#### Svolgere quanto segue
**A.** Nell'estratto sullo Stato sociale, quale materia insegna Andrea Rapini e dove?
**B.** Trascriva alla lettera il passo dell'estratto sullo Stato sociale che inizia con le parole "Dice Andrea Rapini, studioso" e si chiude dopo le parole "una evoluzione lenta.".
**C.** In base all'estratto sullo Stato sociale, per quale motivo Rapini definisce il welfare del dopoguerra una risposta democratica?

#### Estratto fornito
+ + +

Sprechi, baby pensioni e privilegi il welfare che pesa sui conti pubblici

Fonte: Il Messaggero

ABBIAMO vissuto ottant’anni di Stato sociale, con le sue molte declinazioni, tra il 1929 e il fallimento di Lehman Brothers.
Un aspetto interessante di questo arco di tempo è che dalla crisi del 1929 siamo usciti con la nascita dello Stato sociale moderno (prima l’esperimento della Svezia, poi il contributo del fascismo, e infine nel dopoguerra Beveridge e il Regno Unito), cioè molto welfare.
Mentre dalla crisi combinata subprime – Lehman – recessione usciamo con una spinta che va in direzione opposta: revisione della spesa pubblica, con profondi interrogativi sulla spesa sociale, cioè molto probabilmente meno welfare.
Dice Andrea Rapini, studioso di welfare state, professore di Storia contemporanea a Modena e Reggio Emilia che «nell’evoluzione dello stato sociale c’è una terza crisi di mezzo, quella degli anni ’70.
È stata una evoluzione lenta.
Dopo la grande depressione, indipendentemente dalle cornici politiche, lo Stato interviene in economia con la sua rete di protezione sociale.
I regimi fascisti europei riescono a integrare le masse nello stato attraverso la spesa sociale, quello che non era riuscito agli Stati liberali ottocenteschi.
Il welfare vero e proprio arriva nel dopoguerra ed è la risposta democratica a una intuizione dei regimi totalitari: lo Stato del benessere è consenso, Beveridge teorizza per le democrazie una macchina del welfare più gioiosa rispetto a quelle fasciste».

+ + +

#### Contenuto del dataset
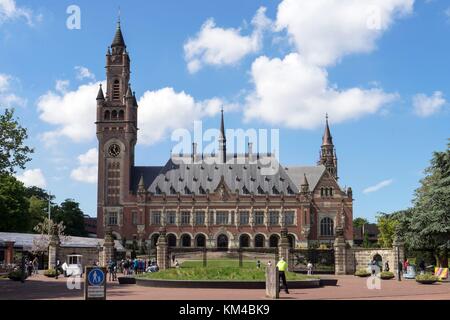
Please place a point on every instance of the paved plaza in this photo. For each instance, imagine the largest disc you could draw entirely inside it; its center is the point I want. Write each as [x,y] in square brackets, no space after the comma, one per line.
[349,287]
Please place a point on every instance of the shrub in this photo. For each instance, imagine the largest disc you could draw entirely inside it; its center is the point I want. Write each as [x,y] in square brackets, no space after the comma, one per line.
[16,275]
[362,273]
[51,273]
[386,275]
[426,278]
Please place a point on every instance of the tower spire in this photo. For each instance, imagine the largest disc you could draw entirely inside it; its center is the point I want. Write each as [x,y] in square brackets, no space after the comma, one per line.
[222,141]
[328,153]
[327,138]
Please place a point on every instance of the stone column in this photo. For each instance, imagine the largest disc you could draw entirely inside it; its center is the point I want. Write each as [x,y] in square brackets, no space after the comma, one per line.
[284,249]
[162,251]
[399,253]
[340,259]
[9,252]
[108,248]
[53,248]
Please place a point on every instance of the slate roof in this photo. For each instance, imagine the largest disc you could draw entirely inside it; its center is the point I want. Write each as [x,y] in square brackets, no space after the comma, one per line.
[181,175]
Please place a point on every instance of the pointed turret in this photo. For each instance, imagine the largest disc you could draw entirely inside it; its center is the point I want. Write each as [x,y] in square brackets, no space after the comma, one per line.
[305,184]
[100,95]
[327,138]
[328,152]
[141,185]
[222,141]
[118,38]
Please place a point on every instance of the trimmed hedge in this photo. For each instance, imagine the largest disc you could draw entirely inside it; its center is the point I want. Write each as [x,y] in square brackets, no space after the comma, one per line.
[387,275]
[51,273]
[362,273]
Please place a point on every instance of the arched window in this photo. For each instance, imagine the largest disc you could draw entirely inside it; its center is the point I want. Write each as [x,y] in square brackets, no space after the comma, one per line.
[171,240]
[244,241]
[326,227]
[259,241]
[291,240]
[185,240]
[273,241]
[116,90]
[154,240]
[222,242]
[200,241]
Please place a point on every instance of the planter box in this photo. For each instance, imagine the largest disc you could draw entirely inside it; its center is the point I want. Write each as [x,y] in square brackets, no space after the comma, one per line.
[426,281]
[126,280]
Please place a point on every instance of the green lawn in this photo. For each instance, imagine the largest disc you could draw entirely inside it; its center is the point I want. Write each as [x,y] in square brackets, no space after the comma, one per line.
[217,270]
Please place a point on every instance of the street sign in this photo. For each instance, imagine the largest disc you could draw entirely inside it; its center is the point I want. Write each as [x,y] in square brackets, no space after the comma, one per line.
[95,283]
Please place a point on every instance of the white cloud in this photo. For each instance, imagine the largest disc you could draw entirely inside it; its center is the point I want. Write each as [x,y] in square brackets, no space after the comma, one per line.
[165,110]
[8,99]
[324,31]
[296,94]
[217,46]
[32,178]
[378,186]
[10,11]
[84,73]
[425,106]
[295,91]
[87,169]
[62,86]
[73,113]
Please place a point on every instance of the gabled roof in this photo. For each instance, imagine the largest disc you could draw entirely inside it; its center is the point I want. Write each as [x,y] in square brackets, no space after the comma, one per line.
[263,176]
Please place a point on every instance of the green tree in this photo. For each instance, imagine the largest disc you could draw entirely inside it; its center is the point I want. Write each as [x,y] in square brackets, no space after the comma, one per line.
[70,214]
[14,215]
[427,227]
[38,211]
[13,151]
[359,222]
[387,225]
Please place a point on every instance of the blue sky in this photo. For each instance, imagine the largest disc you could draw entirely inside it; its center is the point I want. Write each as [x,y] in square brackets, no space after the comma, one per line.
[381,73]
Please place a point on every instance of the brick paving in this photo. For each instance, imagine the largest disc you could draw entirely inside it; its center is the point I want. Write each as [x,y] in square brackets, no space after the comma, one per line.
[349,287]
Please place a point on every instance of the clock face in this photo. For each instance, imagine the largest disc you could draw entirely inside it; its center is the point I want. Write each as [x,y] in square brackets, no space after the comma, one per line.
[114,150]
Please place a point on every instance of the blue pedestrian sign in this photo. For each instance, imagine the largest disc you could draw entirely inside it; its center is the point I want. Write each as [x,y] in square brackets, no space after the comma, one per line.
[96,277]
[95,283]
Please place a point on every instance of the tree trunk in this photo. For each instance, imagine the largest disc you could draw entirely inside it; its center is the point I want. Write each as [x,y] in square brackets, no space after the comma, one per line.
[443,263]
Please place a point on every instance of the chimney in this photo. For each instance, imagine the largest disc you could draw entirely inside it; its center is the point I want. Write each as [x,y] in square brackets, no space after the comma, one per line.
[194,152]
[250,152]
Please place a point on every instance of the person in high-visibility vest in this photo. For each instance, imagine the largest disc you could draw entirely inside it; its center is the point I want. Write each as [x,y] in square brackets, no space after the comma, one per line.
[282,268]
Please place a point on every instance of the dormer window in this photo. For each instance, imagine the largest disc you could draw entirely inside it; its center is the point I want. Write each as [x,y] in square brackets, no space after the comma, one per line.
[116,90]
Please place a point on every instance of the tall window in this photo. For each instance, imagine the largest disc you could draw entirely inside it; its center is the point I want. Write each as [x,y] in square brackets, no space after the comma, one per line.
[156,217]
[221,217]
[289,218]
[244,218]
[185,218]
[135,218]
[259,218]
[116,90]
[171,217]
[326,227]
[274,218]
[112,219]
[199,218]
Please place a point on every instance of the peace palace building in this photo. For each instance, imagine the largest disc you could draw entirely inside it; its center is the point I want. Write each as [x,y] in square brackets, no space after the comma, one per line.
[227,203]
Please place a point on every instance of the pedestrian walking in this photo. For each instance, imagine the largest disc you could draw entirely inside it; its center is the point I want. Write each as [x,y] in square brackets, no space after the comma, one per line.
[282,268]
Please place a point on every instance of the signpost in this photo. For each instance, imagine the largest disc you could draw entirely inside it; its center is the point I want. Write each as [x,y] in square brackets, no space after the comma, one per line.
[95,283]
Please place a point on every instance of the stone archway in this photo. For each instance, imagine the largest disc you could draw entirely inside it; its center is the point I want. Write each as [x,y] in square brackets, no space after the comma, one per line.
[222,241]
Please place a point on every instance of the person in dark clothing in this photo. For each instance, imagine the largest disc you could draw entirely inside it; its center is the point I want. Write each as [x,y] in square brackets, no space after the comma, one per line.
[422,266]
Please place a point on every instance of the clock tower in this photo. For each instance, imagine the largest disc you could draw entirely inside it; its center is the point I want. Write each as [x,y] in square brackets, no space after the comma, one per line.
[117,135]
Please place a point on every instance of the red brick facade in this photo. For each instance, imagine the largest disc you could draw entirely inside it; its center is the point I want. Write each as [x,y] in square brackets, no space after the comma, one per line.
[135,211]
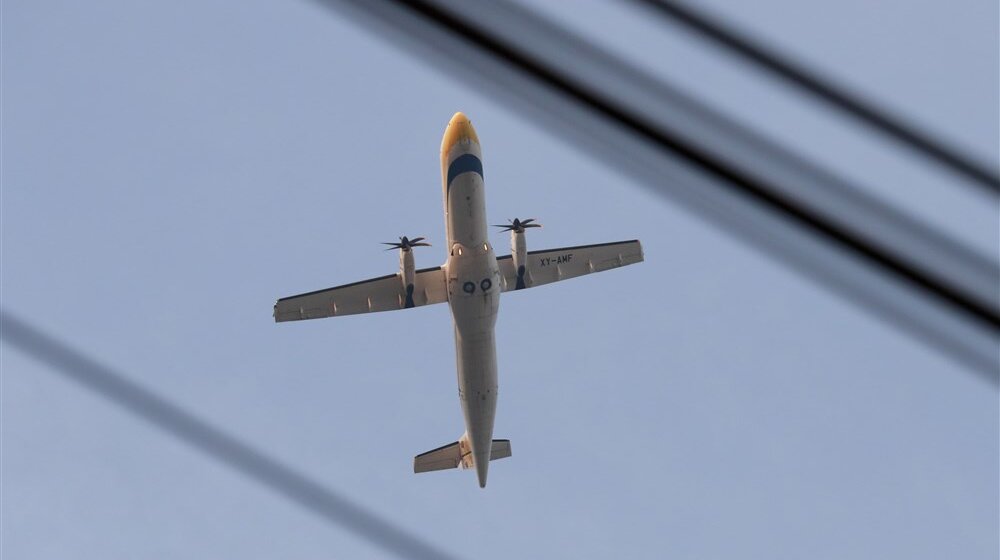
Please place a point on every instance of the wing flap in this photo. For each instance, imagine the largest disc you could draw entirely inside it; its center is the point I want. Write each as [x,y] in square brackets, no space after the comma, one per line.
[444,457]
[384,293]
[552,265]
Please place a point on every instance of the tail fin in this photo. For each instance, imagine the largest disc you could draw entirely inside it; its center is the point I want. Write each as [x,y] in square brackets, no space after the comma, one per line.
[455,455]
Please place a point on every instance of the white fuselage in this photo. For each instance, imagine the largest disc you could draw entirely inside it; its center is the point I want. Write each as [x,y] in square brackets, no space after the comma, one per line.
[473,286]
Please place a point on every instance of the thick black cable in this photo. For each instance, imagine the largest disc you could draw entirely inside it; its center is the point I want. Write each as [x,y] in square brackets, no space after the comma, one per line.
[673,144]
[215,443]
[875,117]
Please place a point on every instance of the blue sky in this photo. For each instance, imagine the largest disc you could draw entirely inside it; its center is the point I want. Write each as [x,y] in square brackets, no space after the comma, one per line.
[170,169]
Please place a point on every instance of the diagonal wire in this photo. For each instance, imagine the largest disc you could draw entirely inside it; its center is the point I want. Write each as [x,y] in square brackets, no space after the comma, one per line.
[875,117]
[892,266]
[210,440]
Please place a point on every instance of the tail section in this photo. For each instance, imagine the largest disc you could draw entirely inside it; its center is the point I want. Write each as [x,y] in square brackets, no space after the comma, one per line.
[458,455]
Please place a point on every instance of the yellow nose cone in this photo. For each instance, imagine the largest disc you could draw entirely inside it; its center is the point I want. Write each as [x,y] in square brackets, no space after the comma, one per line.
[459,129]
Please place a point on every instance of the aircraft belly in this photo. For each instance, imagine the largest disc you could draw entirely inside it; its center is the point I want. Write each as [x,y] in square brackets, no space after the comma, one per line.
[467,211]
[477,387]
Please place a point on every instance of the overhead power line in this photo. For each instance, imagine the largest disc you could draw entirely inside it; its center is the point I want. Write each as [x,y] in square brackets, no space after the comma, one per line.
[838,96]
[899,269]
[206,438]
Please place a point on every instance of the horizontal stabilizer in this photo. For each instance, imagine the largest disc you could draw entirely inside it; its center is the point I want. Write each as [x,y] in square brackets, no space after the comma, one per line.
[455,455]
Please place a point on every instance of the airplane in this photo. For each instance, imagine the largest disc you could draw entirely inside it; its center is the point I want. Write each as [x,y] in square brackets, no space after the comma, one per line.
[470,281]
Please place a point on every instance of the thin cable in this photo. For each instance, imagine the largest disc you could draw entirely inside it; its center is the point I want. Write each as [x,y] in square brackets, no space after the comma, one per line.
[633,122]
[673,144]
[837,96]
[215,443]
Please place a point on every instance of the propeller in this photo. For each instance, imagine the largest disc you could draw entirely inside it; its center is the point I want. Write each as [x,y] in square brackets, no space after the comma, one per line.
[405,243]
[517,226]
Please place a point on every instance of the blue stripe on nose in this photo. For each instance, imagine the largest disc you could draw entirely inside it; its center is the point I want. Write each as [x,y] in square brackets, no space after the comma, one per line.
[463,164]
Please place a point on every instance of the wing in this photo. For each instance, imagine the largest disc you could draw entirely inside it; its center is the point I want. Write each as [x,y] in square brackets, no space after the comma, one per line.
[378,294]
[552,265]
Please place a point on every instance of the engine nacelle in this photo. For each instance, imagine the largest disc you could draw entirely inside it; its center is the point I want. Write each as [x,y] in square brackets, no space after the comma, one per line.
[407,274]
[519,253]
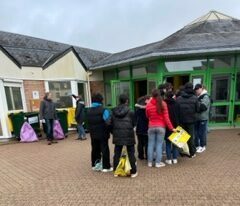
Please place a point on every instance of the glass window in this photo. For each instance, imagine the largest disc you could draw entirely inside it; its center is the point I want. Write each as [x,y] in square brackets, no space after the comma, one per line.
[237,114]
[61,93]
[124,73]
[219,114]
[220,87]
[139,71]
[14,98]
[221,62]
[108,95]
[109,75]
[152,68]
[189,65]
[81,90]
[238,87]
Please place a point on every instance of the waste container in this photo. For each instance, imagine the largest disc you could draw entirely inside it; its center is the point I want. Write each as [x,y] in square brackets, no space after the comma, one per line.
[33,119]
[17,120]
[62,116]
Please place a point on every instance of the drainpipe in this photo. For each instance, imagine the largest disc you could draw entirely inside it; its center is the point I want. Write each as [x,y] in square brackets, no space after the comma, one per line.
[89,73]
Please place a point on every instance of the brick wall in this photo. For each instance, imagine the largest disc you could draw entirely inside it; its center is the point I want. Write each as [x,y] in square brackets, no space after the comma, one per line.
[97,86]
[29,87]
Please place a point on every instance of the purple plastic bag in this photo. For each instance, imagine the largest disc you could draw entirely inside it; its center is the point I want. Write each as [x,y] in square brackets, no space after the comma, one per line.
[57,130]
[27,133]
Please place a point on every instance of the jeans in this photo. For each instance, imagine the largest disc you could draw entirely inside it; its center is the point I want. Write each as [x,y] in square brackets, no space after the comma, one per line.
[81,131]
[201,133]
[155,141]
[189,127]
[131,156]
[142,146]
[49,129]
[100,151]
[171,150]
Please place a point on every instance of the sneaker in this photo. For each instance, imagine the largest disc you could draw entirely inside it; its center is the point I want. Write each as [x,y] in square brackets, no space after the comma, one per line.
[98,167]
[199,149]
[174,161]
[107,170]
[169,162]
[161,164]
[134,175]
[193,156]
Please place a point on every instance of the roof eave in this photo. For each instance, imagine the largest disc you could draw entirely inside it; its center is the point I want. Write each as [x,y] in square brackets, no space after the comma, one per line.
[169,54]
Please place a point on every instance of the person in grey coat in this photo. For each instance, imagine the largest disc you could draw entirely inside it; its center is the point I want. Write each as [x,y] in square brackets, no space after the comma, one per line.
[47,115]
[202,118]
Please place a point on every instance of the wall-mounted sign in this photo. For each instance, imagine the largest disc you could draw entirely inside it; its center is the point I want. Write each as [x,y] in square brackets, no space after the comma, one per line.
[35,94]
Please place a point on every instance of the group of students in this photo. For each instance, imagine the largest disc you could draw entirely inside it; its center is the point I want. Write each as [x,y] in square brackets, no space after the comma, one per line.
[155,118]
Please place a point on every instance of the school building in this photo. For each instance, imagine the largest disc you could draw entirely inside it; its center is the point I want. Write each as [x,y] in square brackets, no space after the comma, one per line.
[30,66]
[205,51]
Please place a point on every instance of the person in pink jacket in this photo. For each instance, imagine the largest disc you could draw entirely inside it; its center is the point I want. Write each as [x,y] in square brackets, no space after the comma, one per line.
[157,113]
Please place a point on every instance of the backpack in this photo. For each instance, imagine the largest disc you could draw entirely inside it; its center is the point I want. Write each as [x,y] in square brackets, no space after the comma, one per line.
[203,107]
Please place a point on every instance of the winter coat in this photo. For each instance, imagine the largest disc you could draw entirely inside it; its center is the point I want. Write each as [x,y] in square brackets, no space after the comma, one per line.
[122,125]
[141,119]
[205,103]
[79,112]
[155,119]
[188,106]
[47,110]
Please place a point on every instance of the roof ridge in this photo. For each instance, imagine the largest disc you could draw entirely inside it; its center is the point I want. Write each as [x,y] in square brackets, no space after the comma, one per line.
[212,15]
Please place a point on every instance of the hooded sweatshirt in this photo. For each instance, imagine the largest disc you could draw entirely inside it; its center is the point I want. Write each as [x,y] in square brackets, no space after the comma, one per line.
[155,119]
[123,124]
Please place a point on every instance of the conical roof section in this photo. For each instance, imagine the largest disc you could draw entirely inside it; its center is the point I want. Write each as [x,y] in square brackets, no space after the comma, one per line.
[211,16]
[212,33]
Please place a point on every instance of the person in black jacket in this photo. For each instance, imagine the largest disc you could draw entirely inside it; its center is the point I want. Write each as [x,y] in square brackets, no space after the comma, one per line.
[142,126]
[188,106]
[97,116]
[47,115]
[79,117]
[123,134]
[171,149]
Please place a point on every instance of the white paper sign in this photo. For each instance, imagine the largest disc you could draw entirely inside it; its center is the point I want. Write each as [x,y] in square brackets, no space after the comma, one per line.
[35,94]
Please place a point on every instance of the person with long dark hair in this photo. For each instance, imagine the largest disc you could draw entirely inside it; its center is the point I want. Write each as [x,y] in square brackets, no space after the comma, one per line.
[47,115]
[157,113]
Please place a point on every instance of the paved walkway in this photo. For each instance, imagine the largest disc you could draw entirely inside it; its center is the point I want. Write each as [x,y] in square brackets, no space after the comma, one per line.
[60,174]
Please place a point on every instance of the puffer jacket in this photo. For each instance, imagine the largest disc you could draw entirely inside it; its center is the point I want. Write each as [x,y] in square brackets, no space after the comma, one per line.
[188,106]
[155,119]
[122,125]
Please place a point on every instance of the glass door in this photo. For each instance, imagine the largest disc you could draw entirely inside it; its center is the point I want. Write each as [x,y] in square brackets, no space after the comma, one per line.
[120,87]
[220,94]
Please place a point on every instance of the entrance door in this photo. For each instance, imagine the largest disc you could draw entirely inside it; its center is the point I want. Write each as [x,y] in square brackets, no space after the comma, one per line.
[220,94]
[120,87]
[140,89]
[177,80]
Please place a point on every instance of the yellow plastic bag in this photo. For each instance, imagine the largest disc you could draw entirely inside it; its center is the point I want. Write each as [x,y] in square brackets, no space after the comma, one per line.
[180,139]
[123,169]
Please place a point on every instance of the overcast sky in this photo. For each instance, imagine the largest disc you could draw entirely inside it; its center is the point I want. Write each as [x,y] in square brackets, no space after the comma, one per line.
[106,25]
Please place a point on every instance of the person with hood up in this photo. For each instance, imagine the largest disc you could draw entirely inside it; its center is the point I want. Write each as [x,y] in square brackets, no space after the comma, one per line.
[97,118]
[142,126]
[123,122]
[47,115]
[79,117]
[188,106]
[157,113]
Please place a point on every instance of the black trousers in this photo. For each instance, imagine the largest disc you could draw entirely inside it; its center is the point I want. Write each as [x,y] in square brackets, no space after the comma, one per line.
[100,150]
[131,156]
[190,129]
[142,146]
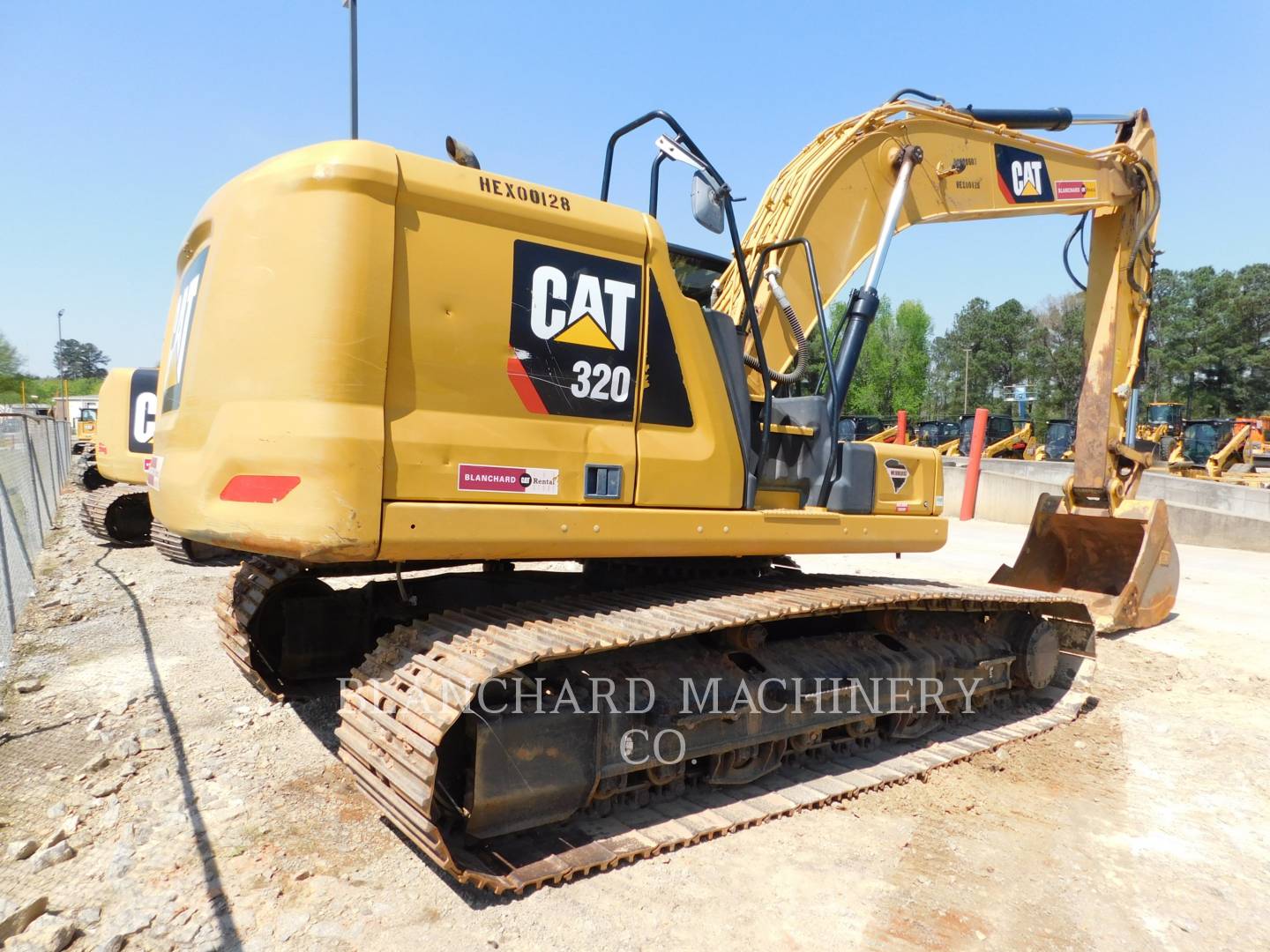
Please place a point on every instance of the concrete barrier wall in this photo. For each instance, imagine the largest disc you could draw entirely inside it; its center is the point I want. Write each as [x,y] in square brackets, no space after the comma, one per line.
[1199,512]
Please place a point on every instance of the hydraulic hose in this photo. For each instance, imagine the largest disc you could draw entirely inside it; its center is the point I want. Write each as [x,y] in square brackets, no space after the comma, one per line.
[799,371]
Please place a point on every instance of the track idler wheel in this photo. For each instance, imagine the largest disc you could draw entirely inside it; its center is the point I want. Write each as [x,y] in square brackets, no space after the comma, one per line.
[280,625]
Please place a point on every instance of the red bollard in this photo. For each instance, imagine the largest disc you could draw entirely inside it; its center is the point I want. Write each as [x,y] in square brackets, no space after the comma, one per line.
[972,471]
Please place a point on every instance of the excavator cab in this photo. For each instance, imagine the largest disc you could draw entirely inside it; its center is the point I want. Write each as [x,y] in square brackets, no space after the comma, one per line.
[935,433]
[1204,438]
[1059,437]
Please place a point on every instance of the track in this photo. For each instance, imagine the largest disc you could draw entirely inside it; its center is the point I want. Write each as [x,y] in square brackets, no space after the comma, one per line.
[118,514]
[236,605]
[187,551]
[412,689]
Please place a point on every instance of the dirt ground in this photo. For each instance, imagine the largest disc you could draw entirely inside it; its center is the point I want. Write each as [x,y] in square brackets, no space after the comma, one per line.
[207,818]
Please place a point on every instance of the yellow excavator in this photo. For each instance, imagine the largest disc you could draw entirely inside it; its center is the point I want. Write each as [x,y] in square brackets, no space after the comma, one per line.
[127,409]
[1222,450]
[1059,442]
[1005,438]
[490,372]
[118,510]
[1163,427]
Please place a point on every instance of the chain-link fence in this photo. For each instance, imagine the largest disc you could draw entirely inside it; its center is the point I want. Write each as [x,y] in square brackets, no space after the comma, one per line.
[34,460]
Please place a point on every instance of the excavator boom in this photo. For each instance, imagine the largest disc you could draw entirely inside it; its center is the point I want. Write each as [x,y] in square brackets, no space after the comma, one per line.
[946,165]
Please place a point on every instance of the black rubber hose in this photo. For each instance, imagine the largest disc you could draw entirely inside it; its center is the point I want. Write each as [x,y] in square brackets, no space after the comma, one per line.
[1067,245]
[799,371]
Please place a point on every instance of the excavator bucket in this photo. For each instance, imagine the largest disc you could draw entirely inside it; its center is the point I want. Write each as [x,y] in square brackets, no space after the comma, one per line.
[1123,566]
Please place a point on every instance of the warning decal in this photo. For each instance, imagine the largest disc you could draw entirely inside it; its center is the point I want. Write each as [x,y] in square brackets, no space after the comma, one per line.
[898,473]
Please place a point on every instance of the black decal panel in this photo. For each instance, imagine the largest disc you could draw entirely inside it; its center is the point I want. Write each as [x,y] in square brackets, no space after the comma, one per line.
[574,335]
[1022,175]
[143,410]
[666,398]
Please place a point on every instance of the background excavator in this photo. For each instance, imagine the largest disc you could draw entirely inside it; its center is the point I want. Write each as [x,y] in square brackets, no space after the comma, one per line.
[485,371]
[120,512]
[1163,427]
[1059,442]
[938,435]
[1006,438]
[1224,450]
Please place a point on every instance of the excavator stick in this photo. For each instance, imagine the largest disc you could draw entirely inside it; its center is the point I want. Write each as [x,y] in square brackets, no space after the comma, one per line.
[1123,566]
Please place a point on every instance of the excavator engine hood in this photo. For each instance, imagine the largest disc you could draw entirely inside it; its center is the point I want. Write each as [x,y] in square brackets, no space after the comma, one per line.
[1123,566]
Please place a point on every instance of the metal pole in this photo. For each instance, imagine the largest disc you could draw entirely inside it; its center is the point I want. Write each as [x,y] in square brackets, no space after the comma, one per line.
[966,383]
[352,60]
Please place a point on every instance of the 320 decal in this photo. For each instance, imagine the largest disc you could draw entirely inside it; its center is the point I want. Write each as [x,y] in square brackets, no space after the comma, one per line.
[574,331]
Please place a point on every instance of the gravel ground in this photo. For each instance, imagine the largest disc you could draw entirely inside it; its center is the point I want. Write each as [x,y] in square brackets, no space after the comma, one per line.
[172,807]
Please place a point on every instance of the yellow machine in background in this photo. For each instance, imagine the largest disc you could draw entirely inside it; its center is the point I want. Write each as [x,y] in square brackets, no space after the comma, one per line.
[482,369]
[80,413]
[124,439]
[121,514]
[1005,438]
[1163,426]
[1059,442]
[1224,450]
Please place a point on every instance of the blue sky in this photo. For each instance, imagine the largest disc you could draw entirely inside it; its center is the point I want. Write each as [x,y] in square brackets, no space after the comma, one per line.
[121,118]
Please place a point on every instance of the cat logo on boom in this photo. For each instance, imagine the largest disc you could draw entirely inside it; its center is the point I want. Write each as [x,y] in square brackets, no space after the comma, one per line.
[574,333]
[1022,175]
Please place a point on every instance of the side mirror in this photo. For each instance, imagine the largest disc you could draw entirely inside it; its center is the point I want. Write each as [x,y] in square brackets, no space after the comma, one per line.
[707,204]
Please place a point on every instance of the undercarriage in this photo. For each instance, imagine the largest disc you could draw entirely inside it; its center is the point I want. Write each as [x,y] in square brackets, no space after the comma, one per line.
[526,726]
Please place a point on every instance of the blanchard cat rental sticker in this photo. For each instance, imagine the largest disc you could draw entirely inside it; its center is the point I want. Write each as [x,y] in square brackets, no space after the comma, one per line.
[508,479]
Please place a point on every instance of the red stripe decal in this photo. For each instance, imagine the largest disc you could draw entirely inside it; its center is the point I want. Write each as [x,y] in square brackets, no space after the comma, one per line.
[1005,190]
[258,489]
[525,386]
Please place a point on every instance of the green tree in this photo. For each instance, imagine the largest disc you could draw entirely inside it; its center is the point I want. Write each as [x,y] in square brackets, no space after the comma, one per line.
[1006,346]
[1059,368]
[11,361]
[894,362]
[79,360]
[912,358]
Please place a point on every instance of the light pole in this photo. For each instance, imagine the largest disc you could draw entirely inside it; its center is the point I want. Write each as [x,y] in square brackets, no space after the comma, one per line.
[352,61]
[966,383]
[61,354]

+ + +

#### Risposte
**A.** Storia contemporanea, a Modena e Reggio Emilia.

**B.**
Dice Andrea Rapini, studioso di welfare state, professore di Storia contemporanea a Modena e Reggio Emilia che «nell’evoluzione dello stato sociale c’è una terza crisi di mezzo, quella degli anni ’70.
È stata una evoluzione lenta.

**C.** Perché raccoglie un'intuizione dei regimi totalitari, cioè che lo Stato del benessere è consenso. Su questa base Beveridge teorizza per le democrazie una macchina del welfare più gioiosa rispetto a quelle fasciste.